• **Selected text**:
■ ■ ■ ■ ■

The administration's overhaul plan would make the Fed a systemic risk regulator to oversee large institutions whose failure could threaten the stability of the entire system.

It also would create a council of regulators with broad coordination responsibility across the financial system, administration officials said.

And the administration plans a stronger framework for investor protection, including increased oversight of consumer products ranging from credit cards to annuities, officials said.

Speaking in New York on Monday, Treasury Secretary Timothy Geithner said the regulatory overhaul will eliminate "gaps" in the financial system that encouraged risky behavior leading up to the meltdown.

"We had a financial system that was fundamentally too unstable and fragile, and it did a bad job of basic protection of consumers and investors," Geithner said during an economic conference hosted by Time Warner Inc. "Those are things we have to change."

The White House said that Obama would unveil his regulatory overhaul plan on Wednesday.

The administration's regulatory proposals were outlined in an opinion piece by Geithner and Lawrence Summers, director of the president's National Economic Council, published Monday in The Washington Post.

The piece indicated that the administration has backed away from a more extensive overhaul that would have consolidated all banking regulation into one agency.

Supporters of this approach, including Sen. Chuck Schumer, a New York Democrat, have argued that the current system is inefficient.

"Retaining multiple regulatory entities preserves the regulatory arbitrage that allows institutions to pick the oversight scheme that benefits them the most, often at the expense of consumers and the health of the system overall," Schumer wrote in a letter to Geithner on Friday.

■ ■ ■ ■ ■

• **Given material**:
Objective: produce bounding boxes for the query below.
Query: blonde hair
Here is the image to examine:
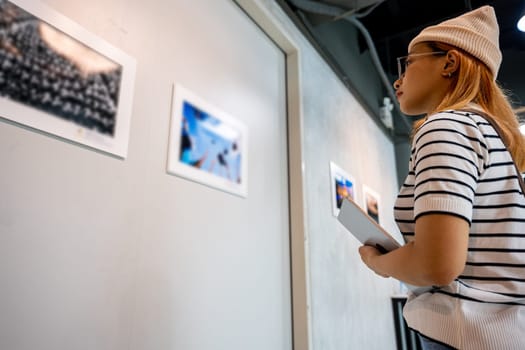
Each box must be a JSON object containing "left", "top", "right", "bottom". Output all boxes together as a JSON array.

■ ■ ■ ■ ■

• **What you need to do**:
(A) Answer these questions using the text on the financial regulatory overhaul:
(i) In what city was Geithner speaking on Monday?
(ii) Which newspaper published the opinion piece by Geithner and Summers?
(iii) To whom did Schumer write a letter on Friday?
(B) Rewrite the part of the financial overhaul text that opens with the words "The White House" and closes with "The Washington Post.", putting "Thursday" where "Wednesday" stands.

• **Results**:
(A)
(i) New York
(ii) The Washington Post
(iii) Geithner

(B)
The White House said that Obama would unveil his regulatory overhaul plan on Thursday.

The administration's regulatory proposals were outlined in an opinion piece by Geithner and Lawrence Summers, director of the president's National Economic Council, published Monday in The Washington Post.